→ Exercise prompt
Your task is to repeat the lines below exactly, excluding any pictures they contain.

(Items from a data source)
# # # # #
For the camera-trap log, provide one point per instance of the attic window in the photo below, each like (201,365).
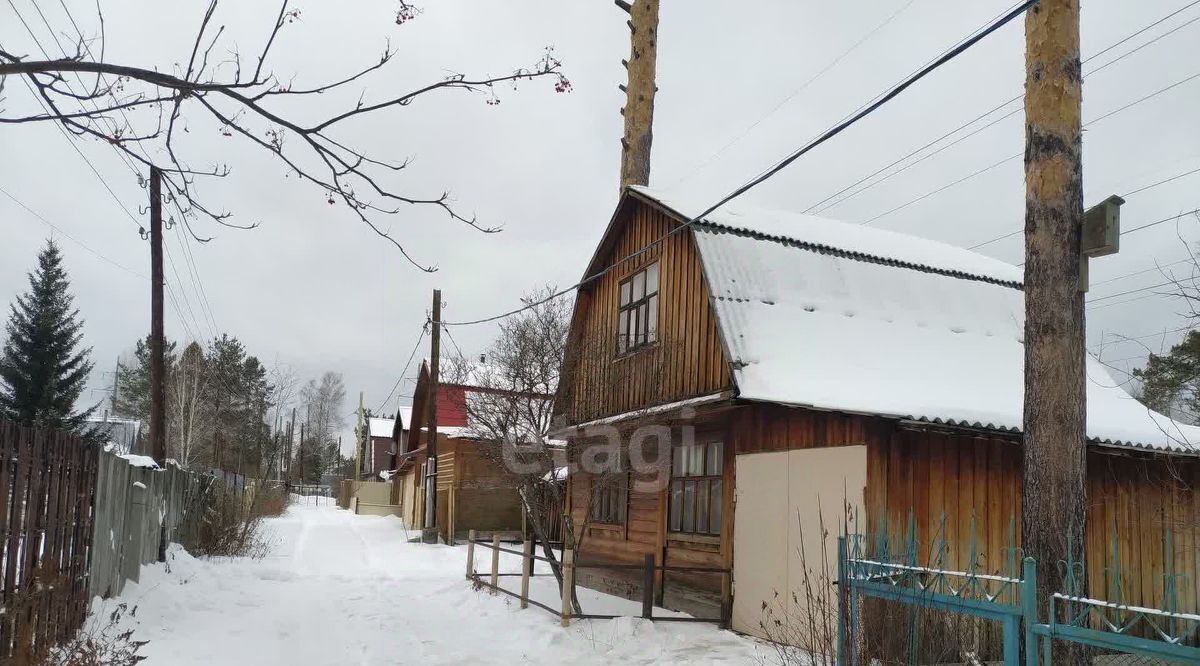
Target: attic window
(637,316)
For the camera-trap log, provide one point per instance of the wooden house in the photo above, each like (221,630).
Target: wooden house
(802,365)
(473,492)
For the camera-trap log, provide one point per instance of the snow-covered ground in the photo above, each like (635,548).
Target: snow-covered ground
(343,589)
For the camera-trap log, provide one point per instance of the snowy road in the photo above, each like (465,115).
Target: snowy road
(343,589)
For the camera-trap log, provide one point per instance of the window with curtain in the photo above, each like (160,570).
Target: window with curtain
(696,489)
(609,501)
(637,317)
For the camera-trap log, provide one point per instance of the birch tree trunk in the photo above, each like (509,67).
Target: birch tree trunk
(1054,484)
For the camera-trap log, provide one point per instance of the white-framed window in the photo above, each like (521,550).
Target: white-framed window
(637,316)
(696,487)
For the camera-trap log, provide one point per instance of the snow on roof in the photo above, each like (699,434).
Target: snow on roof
(853,240)
(381,427)
(849,318)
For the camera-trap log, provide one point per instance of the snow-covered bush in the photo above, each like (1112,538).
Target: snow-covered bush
(101,642)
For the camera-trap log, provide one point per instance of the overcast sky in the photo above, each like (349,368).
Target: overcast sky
(315,288)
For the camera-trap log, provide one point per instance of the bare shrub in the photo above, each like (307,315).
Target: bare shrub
(101,642)
(222,522)
(269,502)
(802,625)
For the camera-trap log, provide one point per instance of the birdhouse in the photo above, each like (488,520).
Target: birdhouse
(1101,234)
(1102,228)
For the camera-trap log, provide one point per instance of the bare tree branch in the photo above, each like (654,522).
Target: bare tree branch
(238,105)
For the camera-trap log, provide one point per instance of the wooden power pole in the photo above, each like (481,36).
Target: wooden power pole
(431,509)
(157,363)
(639,112)
(360,437)
(1054,501)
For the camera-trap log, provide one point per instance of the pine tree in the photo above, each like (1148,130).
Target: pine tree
(1170,383)
(42,367)
(133,381)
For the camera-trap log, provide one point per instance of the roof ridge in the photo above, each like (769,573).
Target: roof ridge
(823,249)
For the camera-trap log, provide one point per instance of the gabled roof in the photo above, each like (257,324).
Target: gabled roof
(841,317)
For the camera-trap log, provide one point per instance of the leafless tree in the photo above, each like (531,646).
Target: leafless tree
(510,408)
(189,419)
(324,417)
(142,112)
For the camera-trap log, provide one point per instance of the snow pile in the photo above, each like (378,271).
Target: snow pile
(339,589)
(141,461)
(381,427)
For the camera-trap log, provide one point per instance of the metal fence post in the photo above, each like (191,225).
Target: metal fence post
(648,586)
(1030,609)
(496,559)
(526,570)
(568,585)
(471,555)
(843,589)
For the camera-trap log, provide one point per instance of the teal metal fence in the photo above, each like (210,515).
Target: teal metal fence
(880,568)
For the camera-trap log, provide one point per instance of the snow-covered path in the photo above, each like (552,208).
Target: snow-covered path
(343,589)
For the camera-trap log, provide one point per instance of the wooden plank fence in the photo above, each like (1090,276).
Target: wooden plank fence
(47,479)
(138,511)
(76,522)
(648,568)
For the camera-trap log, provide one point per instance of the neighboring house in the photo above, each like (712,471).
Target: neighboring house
(473,492)
(124,433)
(821,364)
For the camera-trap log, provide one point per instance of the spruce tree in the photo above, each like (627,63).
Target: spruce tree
(42,367)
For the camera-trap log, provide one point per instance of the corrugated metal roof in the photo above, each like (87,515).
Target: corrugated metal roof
(856,319)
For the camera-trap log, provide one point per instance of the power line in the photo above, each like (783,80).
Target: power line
(989,112)
(408,363)
(1146,226)
(453,341)
(880,101)
(1189,259)
(125,159)
(1169,282)
(1011,157)
(803,87)
(71,238)
(1194,211)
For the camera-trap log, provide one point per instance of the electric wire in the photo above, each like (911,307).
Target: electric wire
(880,101)
(817,208)
(407,364)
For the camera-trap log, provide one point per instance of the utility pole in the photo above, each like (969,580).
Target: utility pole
(117,376)
(358,444)
(292,430)
(1054,501)
(157,370)
(639,111)
(301,454)
(431,492)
# # # # #
→ Written response
For the camera-trap log, provide one point per instance of the attic window in the photo below, each like (201,365).
Target: attic window
(637,316)
For the camera-trap log, provide one point per instance of the wooden house in the photo above, each like (221,630).
Target: wooden house
(802,365)
(473,492)
For the camera-trap log, provide one point per instance of the snow-covered ground in the photo above, each like (635,548).
Target: snow-covered ground
(343,589)
For the camera-trap log, provide one point per instance of the snowy road in the photo above, each like (465,115).
Target: snowy road
(343,589)
For the camera-trap log, provide one point per instance of the window with curtain in the photo above, each like (160,570).
Target: window with curtain
(696,489)
(609,501)
(637,317)
For the camera-trap log, provide one point per instance of the birch tree trunk in the photo above, each like (509,67).
Target: birch tree trunk
(1054,484)
For the camera-trap log, provide one point per instance of the white-framed window in the photo above, each like (521,550).
Target: white-framed window
(637,316)
(696,487)
For the camera-trap log, provide one point per instance of the snow on roof in the photo above, each like (699,434).
Target: snow on roof
(853,240)
(381,427)
(849,318)
For the camera-trap log, provide one point per instance of the snow-covered bush in the photo above, each like (1112,538).
Target: snow-covered bush
(101,642)
For the camera-trap log, provide one point per instance of the overcast sky in the photo above, each like (349,368).
Target: overcast sky
(315,288)
For the camera-trap log, provide one point per instance of the bare shrub in the photo above, each like (307,315).
Target: bare shrub
(101,642)
(222,522)
(269,502)
(802,625)
For the camera-trap log, provide one point per instance of the birdhouse in the photo above, each like (488,520).
Target: birdhouse
(1101,234)
(1102,228)
For the camera-trap log, provide one point per instance of the bare tree branch in the photo above, each like (654,522).
Target: bare tree branch
(238,105)
For the camera-trap log, provide one point per instance of the wooden power pole in the photo above, each like (481,36).
Target: wooden power pole
(431,509)
(157,363)
(639,112)
(360,437)
(1054,501)
For the camera-trap log, provide one point per instance of the pine tree in the photo above, each like (1148,130).
Target: pine tree
(1170,383)
(42,367)
(133,381)
For the camera-trap log, provide one point per instance of the roof ridge in the photo above, each like (769,573).
Target: roof ridge
(823,249)
For the camera-trap log, provide one point per instance of the gabled roof in the photo above, each like (257,324).
Target: gabled roof
(841,317)
For the camera-trap log, provide one point per instance of the leafless tree in the photo above, each like (531,646).
Target: leafless tree
(510,408)
(189,419)
(324,417)
(142,112)
For the camera-trap log, provide one point per instance of the snow pile in the photo above, each like (378,271).
Target: snow pile
(339,589)
(141,461)
(381,427)
For the camera-trap log, provide one point per instance of the metal fence post in the photo above, each like (191,225).
Target: metal fence post
(648,586)
(1030,609)
(496,559)
(526,570)
(568,585)
(471,555)
(843,589)
For the camera-trap log, provide one point per instance of the teal metal fence in the photo above, each like (210,515).
Target: teal metal fence
(880,568)
For the camera-trap log, provide one point per instance of the snow-covered path in the photo above, each like (552,208).
Target: snow-covered path
(343,589)
For the camera-trap log, provide one point per instance of the wooden plank fence in the photo above, each like (1090,276).
Target: wooden plank fence
(47,479)
(138,511)
(76,522)
(648,568)
For the camera-trap log, provide one point per instance of the neighboring house in the photo above, each like (712,471).
Target: neighboring house
(473,492)
(124,433)
(821,364)
For the camera-trap log, provide one point per instance of the spruce tree in the photo above, each like (627,63).
Target: spruce tree
(42,367)
For the camera-trap log, provide one point per instance of the corrugated metal roof in the photo above, each like (87,515).
Target: corrugated metal roof
(856,319)
For the camera-trap log, provide one point per instance of the power line in the photo above, each like (783,80).
Target: power line
(989,112)
(408,363)
(1146,226)
(453,341)
(880,101)
(1189,259)
(125,159)
(1169,282)
(1011,157)
(803,87)
(71,238)
(1194,211)
For the camera-trap log, provide one point per instance of the electric wire in the photo above, each like (911,307).
Target: electric wire
(880,101)
(817,208)
(407,364)
For the camera-trap log, provide one point per instance of the utility pole in the photo above, each like (969,580).
Target: utility pole
(117,376)
(358,444)
(292,430)
(1054,501)
(157,370)
(639,111)
(301,454)
(431,492)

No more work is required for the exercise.